# STUDY TEXT:
_ _ _ _

Curated board strategy
Create a board called “Wedding Vow Writing” or “How to Write Your Own Vows.” Pin your own content alongside popular ceremony pins. Make your affiliate-linked pins the top ones. People who find your board are exactly the audience who’d buy Vows.you.
Quote and text overlay pins
“The hardest part of writing your vows is starting.” Overlay text on a soft wedding photo. Link goes to your affiliate URL. Simple to create, high save rate, and they attract the exact people who are stuck on vow writing.
Pin SEO: keywords that matter
Pinterest is a search engine. Treat it like one. Use these keywords in your pin titles, descriptions, and board names:
- wedding vow writing tips
- how to write personal wedding vows
- wedding vow ideas
- wedding vow prompts
- wedding vow template
- writing vows for him / for her
- wedding vow examples personal
- how to start wedding vows
- wedding ceremony vows
- DIY wedding vows
Sprinkle these naturally through your pin descriptions. Don’t keyword-stuff - Pinterest’s algorithm is smarter than that now. Write descriptions that read like helpful sentences, not keyword lists.

_ _ _ _

# SOURCE INFORMATION:
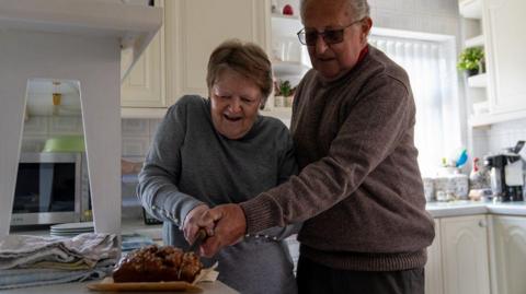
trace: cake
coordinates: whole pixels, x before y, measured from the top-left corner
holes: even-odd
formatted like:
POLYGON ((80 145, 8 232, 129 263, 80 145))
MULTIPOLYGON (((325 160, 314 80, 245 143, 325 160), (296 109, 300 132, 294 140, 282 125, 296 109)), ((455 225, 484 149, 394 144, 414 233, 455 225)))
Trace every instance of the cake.
POLYGON ((194 252, 156 245, 132 251, 121 259, 113 271, 115 283, 125 282, 193 282, 203 264, 194 252))

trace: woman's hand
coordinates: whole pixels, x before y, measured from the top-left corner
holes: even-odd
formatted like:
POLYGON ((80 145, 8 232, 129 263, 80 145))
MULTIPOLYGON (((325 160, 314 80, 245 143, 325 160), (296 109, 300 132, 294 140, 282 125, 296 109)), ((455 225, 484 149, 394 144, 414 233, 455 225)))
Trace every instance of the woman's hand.
MULTIPOLYGON (((195 207, 193 210, 186 214, 186 217, 183 222, 183 233, 184 238, 188 242, 188 244, 193 244, 195 240, 195 235, 199 230, 199 222, 202 222, 202 217, 209 210, 208 205, 201 204, 195 207)), ((208 233, 208 232, 207 232, 208 233)))

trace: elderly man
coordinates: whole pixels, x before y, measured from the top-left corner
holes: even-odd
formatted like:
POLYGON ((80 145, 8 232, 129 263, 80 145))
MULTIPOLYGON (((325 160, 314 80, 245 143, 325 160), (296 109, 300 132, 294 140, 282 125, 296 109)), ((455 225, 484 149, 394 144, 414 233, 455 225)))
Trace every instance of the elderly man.
POLYGON ((366 0, 305 0, 301 19, 313 70, 293 107, 300 174, 204 213, 201 225, 215 227, 202 250, 214 255, 247 233, 305 221, 299 293, 424 293, 434 230, 408 75, 368 46, 366 0))

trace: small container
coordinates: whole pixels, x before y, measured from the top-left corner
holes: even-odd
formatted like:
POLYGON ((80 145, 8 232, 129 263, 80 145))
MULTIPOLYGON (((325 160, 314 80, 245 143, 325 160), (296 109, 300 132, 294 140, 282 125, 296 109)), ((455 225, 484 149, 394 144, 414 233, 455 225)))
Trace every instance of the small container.
POLYGON ((425 201, 436 201, 433 178, 422 178, 422 184, 424 185, 425 201))
POLYGON ((275 96, 274 97, 274 107, 284 107, 285 106, 285 97, 284 96, 275 96))

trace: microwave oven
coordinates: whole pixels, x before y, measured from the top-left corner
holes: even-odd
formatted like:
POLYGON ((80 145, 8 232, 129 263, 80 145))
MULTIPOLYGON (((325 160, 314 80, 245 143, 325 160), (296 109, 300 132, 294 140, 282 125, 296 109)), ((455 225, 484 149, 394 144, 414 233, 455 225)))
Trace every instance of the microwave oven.
POLYGON ((88 221, 89 186, 84 153, 22 153, 11 225, 88 221))

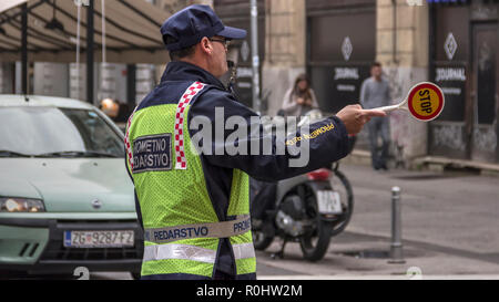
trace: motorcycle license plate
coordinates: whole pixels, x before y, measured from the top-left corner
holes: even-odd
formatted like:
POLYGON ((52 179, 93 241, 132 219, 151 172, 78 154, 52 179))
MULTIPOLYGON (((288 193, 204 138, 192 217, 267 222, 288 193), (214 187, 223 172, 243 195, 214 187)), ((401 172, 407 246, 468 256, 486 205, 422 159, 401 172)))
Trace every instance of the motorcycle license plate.
POLYGON ((317 192, 317 206, 319 214, 342 214, 339 194, 332 190, 317 192))

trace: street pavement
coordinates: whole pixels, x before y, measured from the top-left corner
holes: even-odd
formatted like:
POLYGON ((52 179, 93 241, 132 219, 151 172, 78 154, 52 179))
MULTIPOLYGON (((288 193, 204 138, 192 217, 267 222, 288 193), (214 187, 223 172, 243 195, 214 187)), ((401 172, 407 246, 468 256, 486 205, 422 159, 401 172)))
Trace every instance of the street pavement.
MULTIPOLYGON (((275 239, 257 251, 258 279, 499 279, 499 178, 464 173, 374 171, 342 164, 354 188, 355 209, 325 258, 303 259, 298 243, 275 239), (405 263, 389 263, 391 187, 401 188, 405 263)), ((92 273, 91 279, 131 279, 92 273)))
POLYGON ((316 263, 302 260, 296 243, 273 260, 274 242, 257 252, 259 279, 499 279, 499 178, 353 164, 340 170, 355 196, 346 231, 316 263), (401 189, 403 264, 388 263, 394 186, 401 189), (265 267, 294 273, 267 274, 265 267))

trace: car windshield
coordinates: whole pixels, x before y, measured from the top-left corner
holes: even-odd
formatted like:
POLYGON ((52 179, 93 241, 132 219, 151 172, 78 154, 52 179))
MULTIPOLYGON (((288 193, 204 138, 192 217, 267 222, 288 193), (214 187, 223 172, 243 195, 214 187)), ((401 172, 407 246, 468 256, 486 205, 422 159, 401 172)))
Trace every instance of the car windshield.
POLYGON ((120 135, 92 110, 0 107, 0 157, 124 157, 120 135))

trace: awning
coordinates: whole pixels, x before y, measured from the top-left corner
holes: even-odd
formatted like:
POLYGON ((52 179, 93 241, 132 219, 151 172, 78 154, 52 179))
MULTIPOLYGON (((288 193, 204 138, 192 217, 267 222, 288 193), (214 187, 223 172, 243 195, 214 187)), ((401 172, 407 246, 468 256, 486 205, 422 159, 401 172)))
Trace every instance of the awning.
MULTIPOLYGON (((94 60, 102 54, 102 0, 94 1, 94 60)), ((81 2, 81 62, 86 52, 88 0, 0 0, 0 61, 21 61, 22 10, 28 3, 28 58, 40 62, 75 62, 75 2, 81 2)), ((167 52, 160 27, 170 17, 144 0, 105 0, 106 61, 164 64, 167 52)))

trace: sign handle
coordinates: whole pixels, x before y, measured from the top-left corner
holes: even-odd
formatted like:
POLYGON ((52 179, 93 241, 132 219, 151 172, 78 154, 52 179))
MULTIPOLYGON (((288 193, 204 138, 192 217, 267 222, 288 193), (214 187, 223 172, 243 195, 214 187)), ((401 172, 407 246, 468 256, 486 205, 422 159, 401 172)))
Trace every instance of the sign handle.
POLYGON ((396 104, 396 105, 390 105, 390 106, 383 106, 383 107, 377 107, 377 108, 373 108, 373 110, 377 110, 377 111, 384 111, 386 113, 388 112, 393 112, 396 110, 407 110, 404 105, 407 103, 407 100, 405 100, 404 102, 396 104))

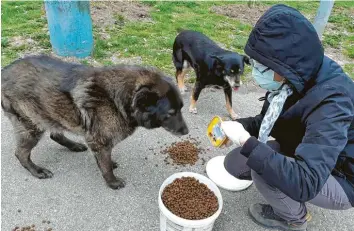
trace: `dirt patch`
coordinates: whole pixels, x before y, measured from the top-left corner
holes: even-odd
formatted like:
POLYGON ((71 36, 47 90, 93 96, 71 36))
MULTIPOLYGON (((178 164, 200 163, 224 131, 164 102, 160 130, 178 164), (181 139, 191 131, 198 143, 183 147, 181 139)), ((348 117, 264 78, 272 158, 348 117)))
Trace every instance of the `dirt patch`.
POLYGON ((106 27, 124 24, 125 21, 151 22, 150 7, 134 1, 99 1, 91 3, 94 25, 106 27))
POLYGON ((231 4, 225 6, 213 6, 210 10, 214 13, 235 18, 242 23, 251 24, 253 26, 269 7, 270 6, 264 5, 249 7, 246 4, 231 4))

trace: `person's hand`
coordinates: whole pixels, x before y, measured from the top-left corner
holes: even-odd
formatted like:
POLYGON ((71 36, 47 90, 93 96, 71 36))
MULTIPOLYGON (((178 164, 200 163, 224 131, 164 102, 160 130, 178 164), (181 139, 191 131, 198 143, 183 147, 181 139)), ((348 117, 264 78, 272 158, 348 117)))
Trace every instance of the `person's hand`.
POLYGON ((251 137, 242 124, 237 121, 222 122, 221 129, 237 147, 243 146, 243 144, 251 137))

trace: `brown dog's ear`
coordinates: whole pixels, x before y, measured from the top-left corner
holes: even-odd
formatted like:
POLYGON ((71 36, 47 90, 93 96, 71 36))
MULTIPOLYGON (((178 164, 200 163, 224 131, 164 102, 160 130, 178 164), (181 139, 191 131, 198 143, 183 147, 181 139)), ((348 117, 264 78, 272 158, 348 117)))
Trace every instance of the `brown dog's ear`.
POLYGON ((251 62, 250 62, 250 58, 248 58, 246 55, 242 55, 243 56, 243 62, 248 64, 248 65, 251 65, 251 62))
POLYGON ((156 105, 159 96, 156 92, 150 90, 147 86, 138 88, 133 97, 132 108, 145 109, 149 106, 156 105))

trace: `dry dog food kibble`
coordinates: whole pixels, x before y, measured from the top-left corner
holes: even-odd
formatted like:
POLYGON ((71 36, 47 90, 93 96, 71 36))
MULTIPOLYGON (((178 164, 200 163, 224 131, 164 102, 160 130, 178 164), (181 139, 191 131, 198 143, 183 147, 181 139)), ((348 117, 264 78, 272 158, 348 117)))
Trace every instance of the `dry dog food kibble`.
POLYGON ((204 152, 203 149, 198 148, 199 144, 200 142, 191 138, 190 140, 172 143, 171 146, 162 150, 161 153, 168 154, 175 164, 194 165, 198 161, 199 153, 204 152))
POLYGON ((205 219, 219 208, 215 194, 194 177, 182 177, 167 185, 162 201, 173 214, 188 220, 205 219))

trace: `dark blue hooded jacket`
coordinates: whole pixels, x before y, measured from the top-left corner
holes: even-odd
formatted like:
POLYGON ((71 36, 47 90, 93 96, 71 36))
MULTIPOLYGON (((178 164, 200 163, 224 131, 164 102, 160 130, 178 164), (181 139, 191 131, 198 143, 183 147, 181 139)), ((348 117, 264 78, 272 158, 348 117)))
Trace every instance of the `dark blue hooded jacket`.
POLYGON ((293 87, 271 136, 282 154, 256 137, 269 106, 238 121, 251 137, 241 153, 271 185, 296 201, 314 198, 332 174, 354 206, 354 83, 324 55, 312 24, 297 10, 271 7, 257 22, 245 53, 283 76, 293 87))

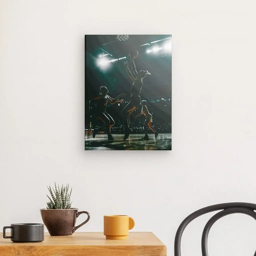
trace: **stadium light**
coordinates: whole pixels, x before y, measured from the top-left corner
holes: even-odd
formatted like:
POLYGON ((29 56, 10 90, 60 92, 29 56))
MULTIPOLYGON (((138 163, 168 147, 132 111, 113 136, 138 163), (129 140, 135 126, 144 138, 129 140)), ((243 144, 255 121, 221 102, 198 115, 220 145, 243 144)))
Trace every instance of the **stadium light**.
POLYGON ((102 69, 107 69, 110 65, 109 59, 105 57, 100 57, 97 60, 97 65, 102 69))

_ _ _ _

# PROMPT:
Resume the text on Pinterest marketing strategy after its final sentence, keeping its tone and format. The records have no role in this exercise.

# TASK ANSWER:
The compounding effect
Here’s what most people miss about Pinterest affiliate marketing.
Month one, you create 10 pins. They get some impressions, a few clicks. Not exciting.
Month three, those 10 pins have been indexed. They’re showing up in search. You’ve added 20 more pins. Now you have 30 assets working for you.
Month six, your best-performing pins are getting reshared by other users. Your boards are ranking. You’re getting clicks you didn’t actively generate.
Month twelve, you have 60+ pins across multiple boards, all pointing to your affiliate link or to blog posts containing your affiliate link. The traffic is steady and growing without you creating new content every day.
This is the opposite of Instagram or TikTok, where you’re on a content treadmill. Pinterest rewards consistency and patience. The work you do now pays off for months and years.
Realistic numbers
A Pinterest account focused on wedding content with 50,000 monthly impressions:
- 1% click-through = 500 clicks/month
- Assuming 3% of clicks go to your affiliate link = 15 affiliate clicks
- 5% conversion = 0.75 sales/month
That’s about $39/month or $464/year - and those numbers grow as your pin library grows. Creators with 200,000+ monthly impressions can realistically 4x–5x those figures.
The key insight: you’re not relying on any single pin to go viral. You’re building a library. Each pin is a small, persistent traffic source. They add up.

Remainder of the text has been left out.